**Текст для разбора**:
┄┄┄┄┄┄┄┄┄┄┄┄┄┄┄┄┄┄┄┄
Поле из автомобильных шин
– Когда футболистов спрашивают о самом ужасном поле, на котором они играли в Казахстане, многие сразу называют Темиртау.
– Там действительно невозможно было играть. Во-первых, на таком поле легко сломаться: синтетика состоит из двух неровно склеенных кусков. Бежишь и падаешь, потому что не замечаешь, что один стык выше другого. Во-вторых, крошка, которой засыпали поле, была из переработанных автомобильных шин. Все, кого мы принимали в Темиртау, считали, что “Шахтер” специально проводит там встречи, чтобы иметь перед гостями преимущество. Но это не так. По климатическим условиям Центральный стадион в Караганде не был готов принимать матчи в начале весны. Все команды, игравшие в Темиртау, находились в одинаковом положении, в том числе и мы сами.
– Когда в 2010 году в “Кайрате” месяцами задерживали зарплату, вы не интересовались, куда уходят ваши деньги?
– Мы в начале сезона даже не знали, кто у нас в клубе президент. Поэтому сами попросили встречи с руководством. Нам были обещаны условия, но в итоге все пошло не так. А куда расходовались деньги, мы не знали.
– Говорят, что вы конфликтовали с Павлом Новиковым, который от городского акимата курировали вопросы “Кайрата”.
– Нет. Я лишь говорил о проблемах, как они есть.
– В 2009 году вы едва не перешли в “Актобе”, но вместо этого уехали в Андижан.
– У меня даже был подписан контракт с “Актобе”, но по непонятным причинам его расторгли.
73 литра крови
– Когда окончательно поняли, что операции по пересадке почки не избежать?
– В начале 2012 года я почувствовал, что что-то идет не так. Были головные боли и сильная слабость. Решил сдать анализы, после чего полетел в Москву на обследование. Врачи сказали, что результаты плохие и меня ждет гемодиализ (очищение крови при почечной недостаточности. – Прим. авт.), а в последующем и пересадка почки. Я был в шоке. Никогда не думал, что это случится со мной. В ноябре мне начали делать предоперационный диализ. Это самый тяжелый период в моей жизни, я был в ужасном физическом и моральном состоянии. Но раз так случилось – значит я должен был через это пройти.
– Как вы жили последние недели до операции?
┄┄┄┄┄┄┄┄┄┄┄┄┄┄┄┄┄┄┄┄
[Данные привязки точек к изображениям]
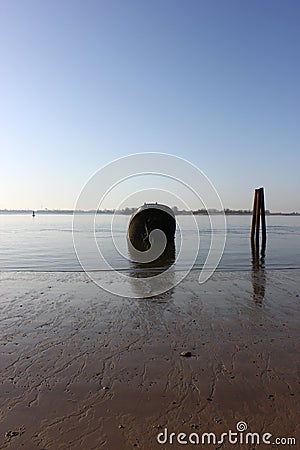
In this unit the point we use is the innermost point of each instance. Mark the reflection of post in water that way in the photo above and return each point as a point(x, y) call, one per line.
point(258, 273)
point(258, 259)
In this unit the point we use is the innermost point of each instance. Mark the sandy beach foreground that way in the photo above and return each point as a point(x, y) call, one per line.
point(84, 369)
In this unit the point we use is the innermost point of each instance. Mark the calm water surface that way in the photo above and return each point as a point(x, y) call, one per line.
point(45, 242)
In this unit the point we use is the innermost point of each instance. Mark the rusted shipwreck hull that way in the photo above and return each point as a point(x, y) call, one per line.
point(149, 217)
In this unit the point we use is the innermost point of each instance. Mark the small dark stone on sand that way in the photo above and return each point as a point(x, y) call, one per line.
point(186, 354)
point(12, 433)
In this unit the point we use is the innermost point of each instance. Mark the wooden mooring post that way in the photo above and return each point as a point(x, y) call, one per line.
point(258, 217)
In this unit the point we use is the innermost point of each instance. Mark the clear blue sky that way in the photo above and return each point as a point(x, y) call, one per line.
point(85, 82)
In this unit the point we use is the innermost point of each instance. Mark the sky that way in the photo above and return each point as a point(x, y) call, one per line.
point(83, 83)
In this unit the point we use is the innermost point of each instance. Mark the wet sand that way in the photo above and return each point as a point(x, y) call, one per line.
point(84, 369)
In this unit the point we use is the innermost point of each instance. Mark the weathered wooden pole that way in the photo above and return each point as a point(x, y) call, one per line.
point(263, 217)
point(258, 215)
point(254, 216)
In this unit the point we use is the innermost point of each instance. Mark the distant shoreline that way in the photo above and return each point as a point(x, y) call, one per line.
point(129, 211)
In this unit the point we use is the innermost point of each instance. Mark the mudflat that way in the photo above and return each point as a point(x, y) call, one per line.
point(84, 369)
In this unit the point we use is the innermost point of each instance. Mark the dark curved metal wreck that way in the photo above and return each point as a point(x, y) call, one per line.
point(150, 217)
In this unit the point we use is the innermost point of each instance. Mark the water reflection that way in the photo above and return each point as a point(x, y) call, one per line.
point(151, 274)
point(258, 272)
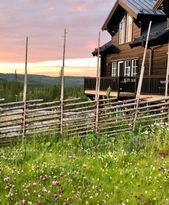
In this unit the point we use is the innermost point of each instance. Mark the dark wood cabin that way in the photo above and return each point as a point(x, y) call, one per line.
point(121, 58)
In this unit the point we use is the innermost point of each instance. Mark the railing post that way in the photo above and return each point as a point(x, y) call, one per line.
point(25, 89)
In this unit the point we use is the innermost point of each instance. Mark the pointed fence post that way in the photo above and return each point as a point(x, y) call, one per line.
point(141, 77)
point(25, 89)
point(97, 86)
point(167, 82)
point(167, 74)
point(62, 85)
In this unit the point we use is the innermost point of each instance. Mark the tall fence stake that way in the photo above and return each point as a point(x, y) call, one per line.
point(97, 86)
point(62, 85)
point(167, 74)
point(25, 88)
point(141, 77)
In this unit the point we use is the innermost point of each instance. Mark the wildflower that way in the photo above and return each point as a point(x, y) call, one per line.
point(55, 183)
point(6, 179)
point(44, 190)
point(22, 202)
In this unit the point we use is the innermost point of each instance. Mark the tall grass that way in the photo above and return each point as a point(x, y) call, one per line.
point(95, 169)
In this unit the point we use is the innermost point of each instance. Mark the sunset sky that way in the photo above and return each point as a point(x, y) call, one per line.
point(43, 21)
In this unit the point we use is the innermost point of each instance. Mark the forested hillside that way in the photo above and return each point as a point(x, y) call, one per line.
point(39, 87)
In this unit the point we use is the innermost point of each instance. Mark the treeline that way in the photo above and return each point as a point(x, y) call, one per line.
point(13, 91)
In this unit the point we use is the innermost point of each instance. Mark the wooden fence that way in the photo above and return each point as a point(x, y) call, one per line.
point(78, 118)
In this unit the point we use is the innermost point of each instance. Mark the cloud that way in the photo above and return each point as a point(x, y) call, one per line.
point(43, 21)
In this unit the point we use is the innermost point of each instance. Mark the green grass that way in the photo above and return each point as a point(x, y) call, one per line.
point(126, 169)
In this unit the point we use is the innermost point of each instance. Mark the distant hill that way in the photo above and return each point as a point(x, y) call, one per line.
point(41, 80)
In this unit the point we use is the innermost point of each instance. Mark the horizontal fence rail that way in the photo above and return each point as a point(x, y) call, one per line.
point(79, 117)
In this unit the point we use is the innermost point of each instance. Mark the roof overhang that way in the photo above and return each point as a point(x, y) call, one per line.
point(106, 49)
point(118, 3)
point(133, 12)
point(155, 39)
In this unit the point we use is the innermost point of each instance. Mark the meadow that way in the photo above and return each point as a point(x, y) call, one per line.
point(95, 169)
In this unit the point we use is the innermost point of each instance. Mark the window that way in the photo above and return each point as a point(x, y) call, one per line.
point(114, 69)
point(134, 68)
point(122, 31)
point(129, 28)
point(125, 29)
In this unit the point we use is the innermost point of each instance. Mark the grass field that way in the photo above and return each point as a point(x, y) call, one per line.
point(126, 169)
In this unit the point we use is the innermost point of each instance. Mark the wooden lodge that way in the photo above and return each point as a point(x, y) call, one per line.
point(121, 58)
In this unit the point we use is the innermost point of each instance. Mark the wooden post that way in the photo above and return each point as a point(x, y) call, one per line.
point(97, 86)
point(62, 84)
point(141, 76)
point(25, 89)
point(167, 74)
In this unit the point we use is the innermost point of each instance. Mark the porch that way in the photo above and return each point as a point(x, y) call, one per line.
point(126, 86)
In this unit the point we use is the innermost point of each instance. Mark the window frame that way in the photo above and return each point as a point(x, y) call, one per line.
point(114, 70)
point(123, 35)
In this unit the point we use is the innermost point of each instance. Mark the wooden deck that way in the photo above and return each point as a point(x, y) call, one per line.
point(124, 94)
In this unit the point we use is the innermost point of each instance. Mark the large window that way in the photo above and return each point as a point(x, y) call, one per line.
point(114, 69)
point(127, 68)
point(134, 67)
point(122, 30)
point(129, 28)
point(125, 29)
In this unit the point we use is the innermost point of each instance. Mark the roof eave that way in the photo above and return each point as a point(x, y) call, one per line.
point(122, 4)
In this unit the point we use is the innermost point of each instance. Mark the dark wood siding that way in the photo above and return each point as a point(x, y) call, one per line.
point(159, 62)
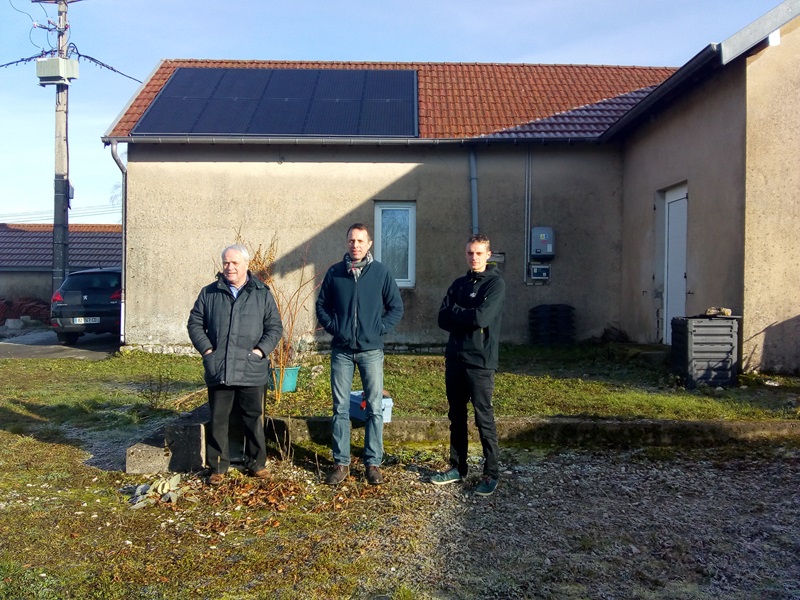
┄┄┄┄┄┄┄┄┄┄┄┄┄┄┄┄┄┄┄┄
**Задания**:
- 1) Перепишите фрагмент интервью с футболистом от «Поле из автомобильных» до «уходят ваши деньги?» включительно, заменив «автомобильных шин» на «старых покрышек».
- 2) Продолжите интервью с футболистом после последнего вопроса.

**Ответы к заданиям**:
- 1)
Поле из старых покрышек
– Когда футболистов спрашивают о самом ужасном поле, на котором они играли в Казахстане, многие сразу называют Темиртау.
– Там действительно невозможно было играть. Во-первых, на таком поле легко сломаться: синтетика состоит из двух неровно склеенных кусков. Бежишь и падаешь, потому что не замечаешь, что один стык выше другого. Во-вторых, крошка, которой засыпали поле, была из переработанных старых покрышек. Все, кого мы принимали в Темиртау, считали, что “Шахтер” специально проводит там встречи, чтобы иметь перед гостями преимущество. Но это не так. По климатическим условиям Центральный стадион в Караганде не был готов принимать матчи в начале весны. Все команды, игравшие в Темиртау, находились в одинаковом положении, в том числе и мы сами.
– Когда в 2010 году в “Кайрате” месяцами задерживали зарплату, вы не интересовались, куда уходят ваши деньги?

- 2)
– Я не жил, а существовал. Три раза в неделю жена возила меня на гемодиализ. Процедура начиналась в семь утра и длилась четыре часа. Она достаточно сложная и болезненная. За время процедуры через аппарат прогоняется порядка 73 литров крови, чтобы очистить организм от всех накопившихся токсинов. Было очень тяжело. Раньше не обращал внимания, но сейчас вижу, сколько у нас живет людей после пересадки органов. Когда ходил на гемодиализ, общался со многими из них. Ситуации у всех разные, но врачи диализных центров стараются помочь и облегчить боль.
– Почему вы решили делать операцию в Стамбуле?
– Мы рассматривали разные варианты – это Казахстан, Россия, Белоруссия, Германия, Израиль, Корея, но выбрали Стамбул. В Турции делают в год по 20 тысяч пересадок органов. Клиника, в которой я оперировался, считается лучшей в Турции, так как там работает самая сильная бригада трансплантологов. Благополучный исход пересадок – 98 процентов.
– Кто выступил в роли донора?
– Мой двоюродный брат Чингиз. Я называю его просто: герой. Мою благодарность не выразить словами.
– Помните, как приходили в себя после операции?
– Да. Когда начал отходить от анестезии, было больно. Видимо, от этого я ругался. Окончательно в сознание пришел через пять часов после операции. На следующий день врачи заставили меня встать, с каждым днем я увеличивал время ходьбы. Кстати, медики говорили, что могу вернуться в футбол, но в 33 года уже не видел в этом смысла. Хотя то, что могу играть, меня порадовало.